→ **THE TASK**:
Retype the data in its entirety, with no word changed.

→ **SOURCE MATERIAL**:
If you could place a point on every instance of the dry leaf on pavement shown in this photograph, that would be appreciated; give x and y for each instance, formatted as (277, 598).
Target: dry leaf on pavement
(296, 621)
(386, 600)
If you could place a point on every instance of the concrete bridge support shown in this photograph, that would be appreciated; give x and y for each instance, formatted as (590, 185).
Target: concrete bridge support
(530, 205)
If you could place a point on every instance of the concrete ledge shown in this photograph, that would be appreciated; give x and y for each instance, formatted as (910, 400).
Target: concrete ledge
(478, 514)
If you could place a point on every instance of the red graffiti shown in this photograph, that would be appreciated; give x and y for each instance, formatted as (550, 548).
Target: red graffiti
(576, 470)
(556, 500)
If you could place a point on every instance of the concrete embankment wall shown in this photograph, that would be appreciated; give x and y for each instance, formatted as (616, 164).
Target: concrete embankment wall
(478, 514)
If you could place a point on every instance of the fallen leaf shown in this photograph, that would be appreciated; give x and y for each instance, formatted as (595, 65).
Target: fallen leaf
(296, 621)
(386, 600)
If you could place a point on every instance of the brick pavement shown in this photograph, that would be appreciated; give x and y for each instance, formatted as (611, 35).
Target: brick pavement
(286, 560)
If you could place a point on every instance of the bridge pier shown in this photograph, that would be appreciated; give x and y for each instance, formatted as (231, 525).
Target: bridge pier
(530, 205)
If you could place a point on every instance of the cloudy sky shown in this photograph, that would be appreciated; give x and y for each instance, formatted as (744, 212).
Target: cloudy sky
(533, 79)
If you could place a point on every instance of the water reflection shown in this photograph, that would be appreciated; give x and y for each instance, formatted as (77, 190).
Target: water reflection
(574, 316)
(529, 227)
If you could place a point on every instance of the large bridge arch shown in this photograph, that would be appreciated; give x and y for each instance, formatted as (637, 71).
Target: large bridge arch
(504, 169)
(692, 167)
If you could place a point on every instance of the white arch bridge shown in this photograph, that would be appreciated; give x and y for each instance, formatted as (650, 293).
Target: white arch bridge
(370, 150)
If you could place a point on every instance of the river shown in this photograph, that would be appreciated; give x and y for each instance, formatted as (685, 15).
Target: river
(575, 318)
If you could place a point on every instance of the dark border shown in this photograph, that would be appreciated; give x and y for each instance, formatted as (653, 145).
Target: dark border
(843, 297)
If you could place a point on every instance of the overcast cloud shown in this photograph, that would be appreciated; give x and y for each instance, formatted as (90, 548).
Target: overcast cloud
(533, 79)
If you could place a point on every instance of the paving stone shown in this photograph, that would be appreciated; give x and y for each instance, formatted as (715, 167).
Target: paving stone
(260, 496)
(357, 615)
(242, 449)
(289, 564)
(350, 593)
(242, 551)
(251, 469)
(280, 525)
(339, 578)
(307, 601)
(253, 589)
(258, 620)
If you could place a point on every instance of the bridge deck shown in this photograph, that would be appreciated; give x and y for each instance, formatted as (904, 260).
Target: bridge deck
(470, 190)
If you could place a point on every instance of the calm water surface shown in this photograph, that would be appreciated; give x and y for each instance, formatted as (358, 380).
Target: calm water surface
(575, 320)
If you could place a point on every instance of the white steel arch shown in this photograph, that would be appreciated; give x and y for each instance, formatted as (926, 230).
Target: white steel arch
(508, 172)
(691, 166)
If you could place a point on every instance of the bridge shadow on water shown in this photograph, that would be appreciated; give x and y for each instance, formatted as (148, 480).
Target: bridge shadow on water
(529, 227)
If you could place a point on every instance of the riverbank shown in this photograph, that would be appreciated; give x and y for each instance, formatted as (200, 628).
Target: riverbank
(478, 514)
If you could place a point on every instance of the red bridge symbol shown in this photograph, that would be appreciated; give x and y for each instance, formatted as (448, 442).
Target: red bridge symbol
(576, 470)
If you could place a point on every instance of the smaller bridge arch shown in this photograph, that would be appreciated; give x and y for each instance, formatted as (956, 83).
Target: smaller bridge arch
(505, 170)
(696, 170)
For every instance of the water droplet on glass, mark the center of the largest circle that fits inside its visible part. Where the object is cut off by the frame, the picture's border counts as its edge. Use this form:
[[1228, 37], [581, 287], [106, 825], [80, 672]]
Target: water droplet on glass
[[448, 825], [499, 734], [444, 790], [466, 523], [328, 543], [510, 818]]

→ **RESPONSE TO THE EXERCISE**:
If you could place a point on every instance of the dry leaf on pavement shown in this photograph, that would be appreciated; give x and y for each instance, formatted as (277, 598).
Target: dry leaf on pavement
(296, 621)
(386, 600)
If you could place a point on every instance of the concrete bridge support shown in this photograph, that would be appreciated; give x and y for each instance, formatted as (590, 185).
Target: concrete bridge support
(530, 205)
If you could place a point on every instance of the concrete ledge shown in this photograph, that would be appreciated; give x and y for each instance, formatted as (910, 400).
Target: concrete ledge
(478, 514)
If you could place a point on every instance of the red graffiti shown in this photograph, that would be appreciated; give x and y for each instance, formatted as (550, 548).
Target: red graffiti
(576, 470)
(556, 500)
If you could place a point on every instance of the concrete embankment wall shown in this photograph, that would be appreciated; give x and y for each instance, formatted as (616, 164).
Target: concrete embankment wall
(478, 514)
If you could place a point on every instance of the fallen leaf shown in this photograph, that would be appreciated; give x and y for each instance, formatted as (595, 65).
Target: fallen leaf
(296, 621)
(386, 600)
If you could place a point on every instance of the brick pavement shown in this photograph, that would be appreciated; give x and y for each instance, formatted as (611, 35).
Target: brick pavement
(286, 560)
If you could place a point on every instance of the bridge pier shown in this photograph, that would be appreciated; give x and y for each instance, formatted as (231, 525).
Target: bridge pier
(530, 205)
If you could place a point on every instance of the cloudy sky shown in this photograph, that would be appreciated; give x and y for each instance, formatted as (744, 212).
Target: cloudy sky
(533, 79)
If you could place a point on every instance of the water reflection shown in this photograph, that would be appreciated; give x and y for each instance, formatted as (77, 190).
Target: water reflection
(574, 316)
(529, 227)
If you could place a point on every instance of the large bridge arch shown in this photograph, that would be appreciated; give x and y for each instance, formatted as (637, 71).
Target: large bridge arch
(504, 169)
(692, 167)
If you could place a point on every instance of the white arch bridge shown in this photograph, that would be appreciated; give x and y for each instance, formatted as (650, 293).
Target: white arch bridge
(370, 150)
If you could place a point on every instance of the river shown in this photograph, that would be appreciated; give x and y for each instance, formatted as (685, 15).
Target: river
(575, 318)
If you could place a point on every instance of the dark border shown in this photograph, that would be appreciated; give x and y for each instance, formatted as (653, 145).
Target: dark border
(843, 297)
If you could place a point on every instance of the overcast cloud shown in this photograph, that would be appreciated; give x and y for each instance, formatted as (90, 548).
Target: overcast cloud
(533, 79)
If you could place a point on every instance of the paving stone shown in this photograph, that would be appreciated; give x and y for each instance, formatted as (715, 167).
Target: paving stone
(260, 496)
(357, 615)
(242, 449)
(289, 564)
(350, 593)
(242, 551)
(251, 469)
(280, 525)
(339, 578)
(307, 601)
(253, 589)
(258, 620)
If you could place a point on every instance of the bridge deck shown in this photograph, that would be appreciated; give x and y for each instance, formatted as (904, 260).
Target: bridge deck
(470, 190)
If you could place a point on every instance of the calm water surface shown in this photograph, that would be appreciated; give x and y for each instance, formatted as (358, 380).
Target: calm water surface
(575, 320)
If you could place a point on every instance of the white steel arch shown in this photograph, that would be appreciated; give x and y for each instance, formatted as (926, 230).
Target: white steel arch
(508, 172)
(691, 166)
If you could place a point on every instance of the bridge shadow on water shown in this photograph, that would be appreciated; give x and y for each instance, formatted as (148, 480).
Target: bridge shadow on water
(529, 227)
If you could place a point on every instance of the riverbank shown in this photograph, that would be appreciated; give x and y for each instance, formatted as (200, 628).
Target: riverbank
(478, 514)
If you could place a point on every instance of the red bridge symbol shown in this photograph, that would be appreciated; give x and y for each instance, formatted as (448, 442).
Target: red bridge symbol
(576, 470)
If you could place a point on every instance of the smaller bridge arch shown in this photograph, that would be appreciated; give x and y for each instance, formatted as (956, 83).
Target: smaller bridge arch
(505, 170)
(696, 170)
For every instance of the water droplet on glass, mark the center of the largest circle that fits inside its visible part. Where the object is cut off by the frame, the picture's border counts as its edge. Use this form:
[[1228, 37], [581, 287], [106, 825], [80, 672]]
Target: water droplet on glass
[[448, 825], [499, 734], [444, 790], [466, 523], [328, 543], [510, 818]]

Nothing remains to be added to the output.